— Begin —

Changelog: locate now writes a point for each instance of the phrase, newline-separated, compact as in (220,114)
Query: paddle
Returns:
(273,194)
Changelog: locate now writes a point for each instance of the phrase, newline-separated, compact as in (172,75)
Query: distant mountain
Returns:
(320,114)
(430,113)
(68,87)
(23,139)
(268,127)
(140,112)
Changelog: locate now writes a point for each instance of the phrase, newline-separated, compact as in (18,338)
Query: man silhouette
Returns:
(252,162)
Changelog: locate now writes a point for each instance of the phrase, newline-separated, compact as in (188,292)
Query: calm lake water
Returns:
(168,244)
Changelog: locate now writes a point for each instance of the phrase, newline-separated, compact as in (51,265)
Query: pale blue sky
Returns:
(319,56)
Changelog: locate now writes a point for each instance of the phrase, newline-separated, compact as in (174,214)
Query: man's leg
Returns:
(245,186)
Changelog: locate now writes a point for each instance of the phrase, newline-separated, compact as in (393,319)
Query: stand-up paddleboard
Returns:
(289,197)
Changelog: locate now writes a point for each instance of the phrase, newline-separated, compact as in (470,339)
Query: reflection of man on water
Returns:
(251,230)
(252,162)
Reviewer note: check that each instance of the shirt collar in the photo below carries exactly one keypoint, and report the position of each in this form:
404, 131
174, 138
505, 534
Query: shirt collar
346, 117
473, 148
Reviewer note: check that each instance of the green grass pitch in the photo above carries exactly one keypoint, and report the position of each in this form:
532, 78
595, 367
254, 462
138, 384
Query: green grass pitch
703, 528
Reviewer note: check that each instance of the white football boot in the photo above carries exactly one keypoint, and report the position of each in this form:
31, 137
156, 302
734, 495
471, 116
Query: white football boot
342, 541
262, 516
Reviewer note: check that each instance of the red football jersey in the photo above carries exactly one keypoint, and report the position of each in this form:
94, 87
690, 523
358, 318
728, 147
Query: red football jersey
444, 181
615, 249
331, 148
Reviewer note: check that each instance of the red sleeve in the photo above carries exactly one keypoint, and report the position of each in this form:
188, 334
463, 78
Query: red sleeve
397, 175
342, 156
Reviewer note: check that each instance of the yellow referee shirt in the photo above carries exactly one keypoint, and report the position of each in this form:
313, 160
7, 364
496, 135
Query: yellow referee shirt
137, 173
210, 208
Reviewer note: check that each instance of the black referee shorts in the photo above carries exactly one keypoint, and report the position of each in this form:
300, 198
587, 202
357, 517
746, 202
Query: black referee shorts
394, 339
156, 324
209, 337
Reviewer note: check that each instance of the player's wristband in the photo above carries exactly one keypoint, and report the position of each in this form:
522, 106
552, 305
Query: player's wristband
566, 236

— End —

Problem details => Here, the records must be output exactly and in full.

Exercise response =>
Changelog: locate now writes a point for each instance of the phrase, newline-separated, compact as in (220,114)
Query: paddle
Returns:
(273,194)
Changelog: locate now writes a point for each instance of the phrase, newline-separated, compact as in (172,75)
Query: distant mountain
Returns:
(320,114)
(430,113)
(68,87)
(23,139)
(268,127)
(140,112)
Changelog: locate now writes a point for each instance of the phrase, newline-separated, compact as in (18,338)
Query: man silhouette
Returns:
(252,162)
Changelog: locate now writes a point for each instance of the phrase, newline-separated, compact as in (188,292)
Query: calm lake water
Returns:
(168,244)
Changelog: locate now writes a point for each instance of the phrase, newline-separated, compact as in (51,265)
Query: pale blue sky
Returns:
(319,56)
Changelog: locate now writes a point for each instance of the phrase, newline-separated, compact as in (174,214)
Query: man's leg
Returns:
(245,186)
Changelog: locate now writes a point for each instance of the phrase, newline-separated, compact as in (393,319)
Query: stand-up paddleboard
Returns:
(289,197)
Changelog: locate now writes a point for each instance of the phrase, newline-separated, compact as in (470,339)
Query: reflection of man on water
Returns:
(251,230)
(252,162)
Reviewer note: check that each instance of the shirt collar in the photo below carries exactly one keypoint, and report the position of each in this form:
404, 131
174, 138
505, 534
Query: shirt collar
346, 117
473, 148
Reviewer note: check that each instance of the green grass pitch in the photo above carries exactly one keypoint, and report the position of each in this form:
532, 78
595, 367
254, 462
138, 384
Query: green grass pitch
703, 528
Reviewer note: check that each instance of the white football boot in the photo above carries exactly one keypoint, and report the position of each in this form:
31, 137
156, 302
734, 495
471, 116
Query: white football boot
342, 541
262, 516
Reviewer note: check that each instance of the red football jersey in the photo above carries exactly one keypoint, and report the position of each in this form:
94, 87
690, 523
358, 318
728, 147
Query: red football jersey
444, 181
615, 249
331, 148
Reviewer note: check that each instance of the red sleeve in the photo above carries exactly one keypoint, and report the position of each in this form:
188, 334
463, 78
Query: red sleeve
397, 175
342, 156
Reviewer note: check that each instance of the yellow referee shirt in the photo above carries exactly one keypoint, and report the position of each in this form:
313, 160
7, 364
496, 135
Query: yellow referee shirt
137, 173
210, 208
Reviewer note: check that each instance of the black referee shorts in the photo above carries exactly one keypoint, and report the position of each in this form:
300, 198
587, 202
357, 517
746, 202
Query: black referee shorts
394, 339
156, 324
209, 337
Reviewer note: check that each instance of the player's wristband in the photo above carries exactly one keypoint, and report the position of each in this form:
522, 106
552, 305
Query: player's wristband
566, 236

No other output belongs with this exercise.